Task: Give all of the lines again, with nothing added or dropped.

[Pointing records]

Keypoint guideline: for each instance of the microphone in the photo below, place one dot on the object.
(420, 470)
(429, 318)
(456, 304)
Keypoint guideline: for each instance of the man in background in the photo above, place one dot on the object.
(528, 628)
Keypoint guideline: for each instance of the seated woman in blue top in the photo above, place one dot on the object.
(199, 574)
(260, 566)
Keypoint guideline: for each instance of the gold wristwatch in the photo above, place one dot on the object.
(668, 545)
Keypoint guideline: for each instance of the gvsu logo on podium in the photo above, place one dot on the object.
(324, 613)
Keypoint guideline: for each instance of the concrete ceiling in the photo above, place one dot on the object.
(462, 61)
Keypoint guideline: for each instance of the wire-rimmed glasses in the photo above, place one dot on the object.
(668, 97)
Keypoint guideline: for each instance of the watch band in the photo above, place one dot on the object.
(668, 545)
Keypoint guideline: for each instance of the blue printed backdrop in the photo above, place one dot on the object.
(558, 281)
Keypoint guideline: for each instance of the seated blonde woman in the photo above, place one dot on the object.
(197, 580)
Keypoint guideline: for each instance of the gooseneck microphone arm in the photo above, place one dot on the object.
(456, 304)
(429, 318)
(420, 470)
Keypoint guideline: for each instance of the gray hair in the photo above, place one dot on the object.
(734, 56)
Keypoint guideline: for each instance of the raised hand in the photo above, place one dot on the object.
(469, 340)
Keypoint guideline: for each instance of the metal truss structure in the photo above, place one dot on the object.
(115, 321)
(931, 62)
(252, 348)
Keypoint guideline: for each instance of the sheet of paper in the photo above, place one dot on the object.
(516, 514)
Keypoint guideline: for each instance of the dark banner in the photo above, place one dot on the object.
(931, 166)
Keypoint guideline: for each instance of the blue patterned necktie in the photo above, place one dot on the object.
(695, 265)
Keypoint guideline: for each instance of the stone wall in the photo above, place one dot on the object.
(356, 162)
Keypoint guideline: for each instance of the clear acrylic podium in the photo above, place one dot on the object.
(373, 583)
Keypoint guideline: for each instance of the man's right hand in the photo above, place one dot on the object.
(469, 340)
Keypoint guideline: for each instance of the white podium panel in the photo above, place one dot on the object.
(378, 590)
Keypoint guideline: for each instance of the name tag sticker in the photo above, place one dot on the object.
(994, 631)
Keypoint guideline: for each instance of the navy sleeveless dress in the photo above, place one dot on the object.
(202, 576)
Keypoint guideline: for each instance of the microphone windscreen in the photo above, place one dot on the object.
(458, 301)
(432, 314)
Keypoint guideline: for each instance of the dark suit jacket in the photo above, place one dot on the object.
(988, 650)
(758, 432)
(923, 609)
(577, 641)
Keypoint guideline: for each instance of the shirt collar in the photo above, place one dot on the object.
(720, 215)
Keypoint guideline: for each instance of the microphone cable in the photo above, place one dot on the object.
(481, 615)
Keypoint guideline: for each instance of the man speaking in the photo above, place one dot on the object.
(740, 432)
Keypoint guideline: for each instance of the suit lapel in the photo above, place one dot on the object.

The completed task:
Keypoint guideline: for each instance of the microphone in the photo below, place one dot on the object.
(420, 470)
(429, 318)
(456, 304)
Keypoint guideline: for each instance of the man in background in the photo above, place one dot on the object.
(528, 628)
Keypoint guideline: for each instance of the seated woman in blue top in the photo above, place one dot on the object.
(199, 574)
(260, 566)
Keypoint guideline: for each instance of the gold wristwatch in the photo above, place one dot on the object.
(668, 545)
Keypoint guideline: for each instance of the gvsu logo on podium in the photo above, place one dot on the object.
(324, 613)
Keypoint guideline: for each instance of the concrete ceiling in the photo above, place one dot on the object.
(462, 61)
Keypoint guideline: for each instance of the wire-rimmed glasses in the photo above, place one dot on the object.
(668, 97)
Keypoint guideline: for each instance of the watch band in the photo above, place one dot on the object.
(668, 545)
Keypoint guideline: for each instance of the blue printed backdrop in the photo above, place one dot on the object.
(558, 281)
Keypoint guideline: for each instance of the seated blonde woman in the photo above, place one dot on the object.
(197, 580)
Keypoint guideline: for each instance of the gooseneck microphone arm in the photo above, place one dot on the object.
(456, 304)
(429, 318)
(420, 470)
Keypoint guideline: for each instance of the gray hair in the photo above, place one dot on the object.
(734, 56)
Keypoint guideline: for each instance of the raised hand in the photo above, place one dot on the object.
(469, 340)
Keypoint guideline: for each instance of the metal truss structure in the photo above, place one dot on the object.
(115, 321)
(931, 62)
(252, 348)
Keypoint guideline: for each instance of the sheet of paper in the photo above, place one dot on the object.
(516, 514)
Keypoint guideline: for each instance of the dark banner in the photo above, place one dot on the object.
(931, 166)
Keypoint guideline: for each instance of the blue patterned necktie in the photo above, place one dot on the object.
(695, 265)
Keypoint guideline: for each instance of the stone wall in the photo above, place one dot on the object.
(356, 162)
Keypoint guideline: for each instance of the clear acrylic podium in the photo above, place one dot on the object.
(373, 583)
Keypoint guideline: for each instance of the man's right hand in the photo above, place one dot on the object.
(469, 340)
Keypoint guideline: for each instance of the white podium panel in the photo above, place one dot on the object.
(378, 590)
Keypoint guideline: for each instance of the name tag sticker in the photo above, place one dot on the object.
(994, 631)
Keypoint guideline: for each instance of the navy sleeveless dress in the photo above, place one dot on the object.
(202, 576)
Keypoint guideline: for each instance of the microphone windscreen in the photo above, place one dot on the object.
(458, 301)
(432, 314)
Keypoint guideline: for each instance of the dark suit jacket in the photo above, place one dot on the object.
(988, 650)
(758, 432)
(923, 609)
(577, 641)
Keypoint guideline: for each instance of the shirt collar in the photo above, place one dot on the object.
(720, 215)
Keypoint guideline: for each instance of the microphone cable in the photo above, place one dot on the object.
(481, 615)
Keypoint guideline: for each instance of the man speaking in the photo above, place one dot on the object.
(740, 432)
Keypoint guideline: for each instance of the suit lapel in the photo above, place one dot on the object.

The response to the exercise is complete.